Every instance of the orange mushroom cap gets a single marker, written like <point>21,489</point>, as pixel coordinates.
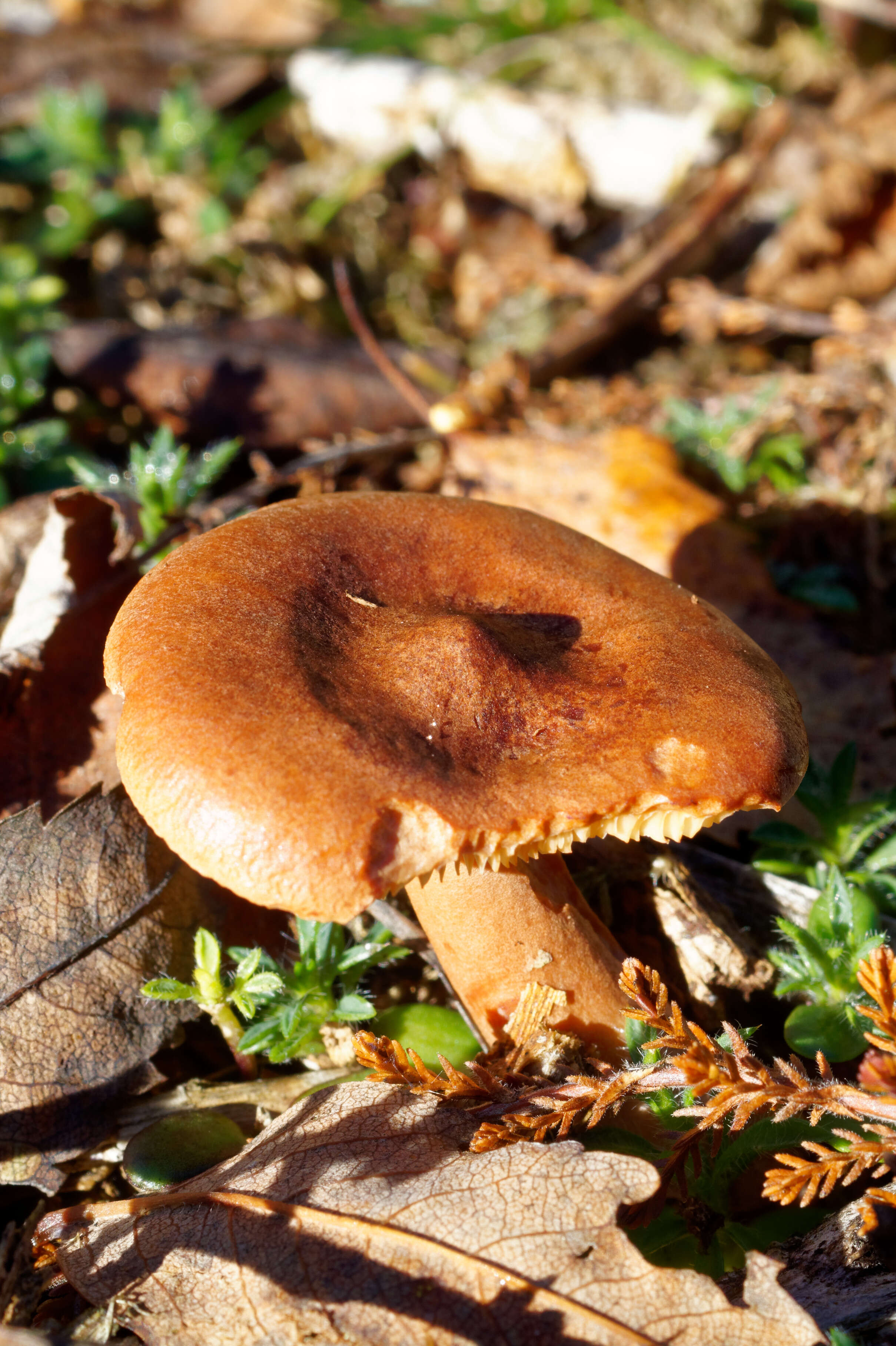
<point>329,698</point>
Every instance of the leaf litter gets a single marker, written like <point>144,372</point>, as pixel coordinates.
<point>91,905</point>
<point>704,461</point>
<point>358,1213</point>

▬▬▬▬▬▬

Action item -
The lines to quote run from the one containing "Every instance of the leaf" through the final line of the material above; please give them exactly, both ends included, and nothing else.

Response to this task -
Every instance of the leaf litter gets a single marker, written like <point>144,372</point>, as pixel coordinates.
<point>91,905</point>
<point>704,461</point>
<point>358,1213</point>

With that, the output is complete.